» Dataset excerpts:

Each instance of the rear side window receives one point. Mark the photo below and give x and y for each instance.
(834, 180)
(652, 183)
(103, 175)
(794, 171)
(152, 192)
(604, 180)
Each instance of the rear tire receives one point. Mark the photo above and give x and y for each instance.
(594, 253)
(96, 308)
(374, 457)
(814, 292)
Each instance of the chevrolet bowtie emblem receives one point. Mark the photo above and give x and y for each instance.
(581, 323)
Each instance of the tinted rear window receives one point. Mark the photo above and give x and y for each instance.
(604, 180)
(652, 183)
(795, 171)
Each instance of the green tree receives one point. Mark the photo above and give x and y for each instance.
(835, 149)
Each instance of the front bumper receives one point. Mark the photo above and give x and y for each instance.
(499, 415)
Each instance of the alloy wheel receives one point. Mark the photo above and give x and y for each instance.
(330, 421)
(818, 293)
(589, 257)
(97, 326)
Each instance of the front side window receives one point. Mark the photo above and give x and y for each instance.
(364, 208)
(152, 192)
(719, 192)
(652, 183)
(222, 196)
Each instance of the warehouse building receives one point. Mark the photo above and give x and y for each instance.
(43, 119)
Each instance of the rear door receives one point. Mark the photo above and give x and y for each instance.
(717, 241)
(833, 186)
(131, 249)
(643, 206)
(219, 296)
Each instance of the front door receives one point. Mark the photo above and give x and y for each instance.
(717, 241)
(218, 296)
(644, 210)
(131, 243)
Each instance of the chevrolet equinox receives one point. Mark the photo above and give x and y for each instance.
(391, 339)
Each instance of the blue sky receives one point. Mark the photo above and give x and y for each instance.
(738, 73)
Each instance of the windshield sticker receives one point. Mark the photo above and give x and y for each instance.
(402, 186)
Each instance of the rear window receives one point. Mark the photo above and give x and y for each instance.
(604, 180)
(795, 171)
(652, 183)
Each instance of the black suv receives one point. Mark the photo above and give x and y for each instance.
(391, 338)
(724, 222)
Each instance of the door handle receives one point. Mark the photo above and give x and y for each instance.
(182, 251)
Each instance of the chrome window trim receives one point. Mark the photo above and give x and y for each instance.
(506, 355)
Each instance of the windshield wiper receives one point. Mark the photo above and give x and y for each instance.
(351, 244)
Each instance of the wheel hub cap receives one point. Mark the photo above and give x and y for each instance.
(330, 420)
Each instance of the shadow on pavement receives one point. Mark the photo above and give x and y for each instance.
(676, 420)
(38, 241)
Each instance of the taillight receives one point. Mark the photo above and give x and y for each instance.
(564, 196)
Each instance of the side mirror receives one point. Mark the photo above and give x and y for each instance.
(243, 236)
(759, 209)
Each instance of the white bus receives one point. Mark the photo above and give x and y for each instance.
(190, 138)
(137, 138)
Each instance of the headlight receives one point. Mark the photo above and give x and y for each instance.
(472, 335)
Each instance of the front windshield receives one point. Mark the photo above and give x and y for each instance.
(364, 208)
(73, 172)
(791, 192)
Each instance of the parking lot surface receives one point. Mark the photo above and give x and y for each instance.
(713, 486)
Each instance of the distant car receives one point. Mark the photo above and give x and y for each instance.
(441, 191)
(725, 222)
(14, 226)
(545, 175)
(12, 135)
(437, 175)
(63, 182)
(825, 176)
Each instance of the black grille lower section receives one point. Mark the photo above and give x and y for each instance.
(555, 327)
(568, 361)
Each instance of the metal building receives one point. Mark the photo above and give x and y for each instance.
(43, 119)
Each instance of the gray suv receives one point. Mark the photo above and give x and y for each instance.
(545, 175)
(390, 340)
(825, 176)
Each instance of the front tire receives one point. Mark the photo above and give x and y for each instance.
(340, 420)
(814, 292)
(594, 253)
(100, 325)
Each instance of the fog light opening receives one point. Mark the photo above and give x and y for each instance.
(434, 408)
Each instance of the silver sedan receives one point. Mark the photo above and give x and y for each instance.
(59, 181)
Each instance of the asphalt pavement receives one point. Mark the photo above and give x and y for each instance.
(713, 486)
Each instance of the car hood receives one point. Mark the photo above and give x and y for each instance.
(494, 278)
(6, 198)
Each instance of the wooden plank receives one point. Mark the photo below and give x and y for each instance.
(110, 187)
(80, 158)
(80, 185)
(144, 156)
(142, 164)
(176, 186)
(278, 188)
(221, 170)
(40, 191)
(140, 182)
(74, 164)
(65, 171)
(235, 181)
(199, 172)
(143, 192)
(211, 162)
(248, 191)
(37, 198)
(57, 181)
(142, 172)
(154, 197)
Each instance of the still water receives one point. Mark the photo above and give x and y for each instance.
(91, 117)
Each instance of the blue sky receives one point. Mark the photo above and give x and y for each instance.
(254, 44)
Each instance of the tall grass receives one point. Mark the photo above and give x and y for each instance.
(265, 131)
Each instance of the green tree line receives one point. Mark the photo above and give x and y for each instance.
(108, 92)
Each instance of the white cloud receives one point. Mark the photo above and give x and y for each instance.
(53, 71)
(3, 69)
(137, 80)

» Task statement:
All of the lines above need to be given again exactly.

» Answer to this exercise:
Each instance of the rear side window receives one point. Mark the photo below and give x and y for each instance.
(834, 180)
(652, 183)
(103, 175)
(794, 171)
(152, 192)
(604, 180)
Each instance of the rear tire receives one point. Mark the photo above and give x and y for each instance.
(594, 253)
(96, 308)
(374, 457)
(814, 292)
Each instance of the chevrolet bowtie emblem receives one point. Mark the photo above and give x and y for each instance.
(581, 323)
Each instance of the tinted rear window receives one point. Mark the photo above and give x and y for each instance.
(604, 180)
(652, 183)
(795, 171)
Each instance of the green tree receives one point. Mark the photo above and give x and y for each instance.
(835, 149)
Each instance of the front bumper receives one point. Mark the photo above and give x and y for each instance.
(499, 415)
Each instance of the alloy wheel receives one point. Mark the photo above and give x and y for each instance.
(330, 421)
(818, 293)
(589, 257)
(97, 326)
Each instance of the front side window receives one point. Mark the photo above and give x and y for each instance.
(364, 208)
(152, 192)
(719, 192)
(652, 183)
(222, 196)
Each instance of the warehouse building receives one point. Mark the photo above and give x and y for each instance.
(43, 119)
Each instance of the rear door receives one point. Mark the photo above and give x and y for each instance.
(717, 241)
(833, 186)
(131, 249)
(643, 206)
(219, 296)
Each instance of the front door receives one point. Mark the photo above and give x and y for each instance.
(717, 241)
(218, 296)
(644, 210)
(131, 243)
Each instance of the chevrolet equinox receives one point. Mark the photo above and give x and y for each instance.
(391, 339)
Each instance of the blue sky receives one point. Mark the photo above and give x and y for each instance.
(738, 73)
Each instance of the windshield sticker receives one point. Mark the photo above and give x and y for each instance.
(402, 186)
Each instance of the rear window receives one point. Mark the photo above and give x and y for each instance.
(604, 180)
(795, 171)
(652, 183)
Each instance of the black suv receives one point. Mark the photo above and give x and y for each instance.
(391, 338)
(724, 222)
Each instance of the door handle receives one point. Mark the photo above and give x and y for each instance.
(182, 251)
Each instance of the chrome window trim receives one point. Mark the photo above and give x and y for each instance.
(506, 355)
Each instance of the windshield wiper receives one point. Mark the photo above and give x and y for each instance.
(351, 244)
Each instance of the wheel hub cap receives one point. Mark the photo above and give x and y for each instance.
(330, 420)
Each instance of the shadow on pavement receives one point. Mark the photo above and give x and y for each instance.
(676, 420)
(38, 241)
Each instance of the taillight receives one point. Mark the photo above and give x and y for each instance.
(564, 196)
Each instance of the side mirror receives one point. Mark the photo above and give x and y for each instance.
(243, 236)
(759, 209)
Each instance of the white bus receives one point. Mark the photo above and give x and y for each instance.
(190, 138)
(137, 138)
Each instance of the headlight receives one point. Mark the photo above and give x and y for each instance.
(472, 335)
Each instance of the front windshield receives one point. Mark the photo above and give x and y for each instance.
(364, 208)
(73, 172)
(791, 192)
Each instance of the parking lot surface receives one point. Mark the photo above and give x and y for each instance.
(713, 486)
Each instance of the distant car receives one point. Mark the photo above and give x and y for each instance.
(441, 191)
(725, 222)
(14, 226)
(545, 175)
(12, 135)
(437, 175)
(63, 182)
(825, 176)
Each instance of the black grille lower section receives one point. Mark the photo above and give x and y for each instance.
(555, 327)
(568, 361)
Each instance of the metal building receives one point. Mark the photo above and give x and y for each instance.
(43, 119)
Each instance of the gray suv receives one point. Mark the photo above and give x and y for each instance.
(545, 175)
(390, 340)
(825, 176)
Each instance of the front tire receives one point. Mark the photo above and give x and y for each instance.
(340, 420)
(814, 292)
(594, 253)
(100, 325)
Each instance of the fog light opening receives one point. Mark the photo above and give x and y for each instance.
(434, 408)
Each instance of the silver sedan receives one point. Mark the photo above and give x and y for each instance.
(59, 181)
Each instance of the asphalt pavement receives one point. Mark the photo above and give x and y for each instance.
(713, 486)
Each instance of the car hood receives one point. Mark the photo above and give x and y for each instance.
(494, 278)
(6, 198)
Each instance of the wooden plank receives one point. Mark the photo below and give x and y for each instance.
(110, 187)
(80, 158)
(80, 185)
(144, 156)
(142, 164)
(176, 186)
(278, 188)
(221, 170)
(40, 191)
(140, 182)
(74, 164)
(65, 171)
(235, 181)
(199, 172)
(143, 192)
(211, 162)
(248, 191)
(37, 198)
(57, 181)
(142, 172)
(154, 197)
Each instance of the still water receives one point. Mark the photo above and give x and y for each instance.
(91, 117)
Each instance of the blue sky receives one point. Mark the photo above and give x and y for each instance.
(254, 44)
Each instance of the tall grass receives one point. Mark the photo above and give x and y for each instance.
(265, 131)
Each instance of the green tree line receives one point. Mark the photo above and give x and y for each instance.
(108, 92)
Each instance of the white cloud receives one point. Mark the photo above and give x and y for each instance.
(53, 71)
(3, 69)
(137, 80)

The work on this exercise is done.